#### [GIVEN PASSAGE]
────────────────────
Image © DC Comics
Hal Jordan as a sort of wandering space policeman/detective was working for me, but this issue gets Relic involved, the central bad guy from a recent crossover event. Hal wants information from him, and doesn’t want Relic to know who he really is, as Relic is determined to destroy all Lanterns. Things are working out until one of Hal’s new sidekicks, Virgo, throws a massive spanner in the works. Some help he is…
Still kind of fun, but this issue is less appealing and mildly recommended.
Image © DC Comics, Inc.
This new hardcover reprints the two large issues from the 1993-94 Vertigo crossover with an all-new center third lettered by me (along with other pages in the final section), a total of 75 new pages. As Neil explains in his introduction, the entire idea of a Vertigo crossover was new at the time, as was the imprint, and the original plan didn’t pan out well, so the story was never reprinted. In this new version, the story line has been carried through as originally intended with a center section plotted by Neil, written by Toby Litt and with art by Peter Gross. I think it works much better now.
Image © Sam Glanzman
This handsome 8.25 by 11 inch full color trade paperback is the first I’ve seen of Dover Publications’ new series of comics reprints. I have lots of Dover books on my shelves, they’re known for quality but inexpensive reprints in a vast number of categories, and I welcome their entry into comics. They’ve done a fine job of reproducing the art from the original Marvel graphic novels of 1987 and 1989, with new material added. 164 large pages for $19.95, a bargain, and a treasure.
────────────────────
[Point-based annotation data]
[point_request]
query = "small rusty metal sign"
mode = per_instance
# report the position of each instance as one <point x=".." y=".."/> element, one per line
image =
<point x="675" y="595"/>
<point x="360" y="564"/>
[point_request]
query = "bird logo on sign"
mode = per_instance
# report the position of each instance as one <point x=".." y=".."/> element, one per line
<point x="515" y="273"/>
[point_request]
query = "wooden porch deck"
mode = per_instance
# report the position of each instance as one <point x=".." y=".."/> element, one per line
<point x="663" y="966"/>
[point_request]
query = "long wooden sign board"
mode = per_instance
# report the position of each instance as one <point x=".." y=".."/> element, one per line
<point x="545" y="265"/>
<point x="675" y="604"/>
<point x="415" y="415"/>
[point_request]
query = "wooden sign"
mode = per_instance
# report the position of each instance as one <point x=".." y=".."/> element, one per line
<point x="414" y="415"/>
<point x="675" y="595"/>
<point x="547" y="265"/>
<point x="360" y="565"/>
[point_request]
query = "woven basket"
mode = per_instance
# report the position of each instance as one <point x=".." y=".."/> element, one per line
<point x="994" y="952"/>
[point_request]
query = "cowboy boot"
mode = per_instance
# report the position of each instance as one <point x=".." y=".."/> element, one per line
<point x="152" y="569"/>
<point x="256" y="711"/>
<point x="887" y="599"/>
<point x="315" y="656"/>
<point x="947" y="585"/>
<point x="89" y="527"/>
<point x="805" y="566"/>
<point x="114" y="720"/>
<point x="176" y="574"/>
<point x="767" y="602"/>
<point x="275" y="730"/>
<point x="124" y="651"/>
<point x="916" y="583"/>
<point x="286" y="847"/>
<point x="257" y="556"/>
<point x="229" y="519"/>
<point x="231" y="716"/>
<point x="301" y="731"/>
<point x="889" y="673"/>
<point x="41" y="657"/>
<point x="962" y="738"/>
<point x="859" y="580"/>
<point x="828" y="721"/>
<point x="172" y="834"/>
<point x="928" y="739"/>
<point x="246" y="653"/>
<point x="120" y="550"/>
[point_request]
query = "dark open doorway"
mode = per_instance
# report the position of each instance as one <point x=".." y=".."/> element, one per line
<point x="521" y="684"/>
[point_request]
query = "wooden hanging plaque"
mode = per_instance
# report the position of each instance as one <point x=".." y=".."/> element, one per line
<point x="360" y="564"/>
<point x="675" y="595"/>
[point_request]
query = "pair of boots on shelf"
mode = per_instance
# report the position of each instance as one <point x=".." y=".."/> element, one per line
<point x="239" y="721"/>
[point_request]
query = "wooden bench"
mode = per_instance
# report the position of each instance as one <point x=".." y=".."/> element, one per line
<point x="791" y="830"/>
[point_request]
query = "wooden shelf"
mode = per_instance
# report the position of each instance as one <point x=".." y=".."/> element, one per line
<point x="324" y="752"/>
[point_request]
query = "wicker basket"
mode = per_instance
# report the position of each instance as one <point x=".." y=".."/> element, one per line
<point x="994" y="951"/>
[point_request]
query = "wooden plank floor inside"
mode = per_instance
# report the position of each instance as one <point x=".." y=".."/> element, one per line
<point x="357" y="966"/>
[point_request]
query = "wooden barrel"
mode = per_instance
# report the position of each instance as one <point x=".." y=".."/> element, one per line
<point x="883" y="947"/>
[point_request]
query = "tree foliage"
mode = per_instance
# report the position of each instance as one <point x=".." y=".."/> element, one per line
────────────────────
#### [EXERCISES TO COMPLETE]
A. Reproduce the stretch of the comic reviews from "Image © DC Comics, Inc." through "much better now.".
B. Summarize the comic reviews in three sentences.

#### [SOLVED TASKS]
A.
Image © DC Comics, Inc.
This new hardcover reprints the two large issues from the 1993-94 Vertigo crossover with an all-new center third lettered by me (along with other pages in the final section), a total of 75 new pages. As Neil explains in his introduction, the entire idea of a Vertigo crossover was new at the time, as was the imprint, and the original plan didn’t pan out well, so the story was never reprinted. In this new version, the story line has been carried through as originally intended with a center section plotted by Neil, written by Toby Litt and with art by Peter Gross. I think it works much better now.

B. A Hal Jordan issue brings in Relic, the main villain of a recent crossover event, and Hal's new sidekick Virgo causes big trouble for his plan, so the reviewer finds the issue less appealing and only mildly recommends it. A new hardcover reprints the two large issues of the 1993-94 Vertigo crossover with 75 new pages that carry the story through as first intended, and the reviewer thinks it works much better now. A full color trade paperback from Dover Publications' new comics reprint series reproduces Marvel graphic novels from 1987 and 1989 with added material, and at 164 large pages for $19.95 the reviewer calls it a bargain and a treasure.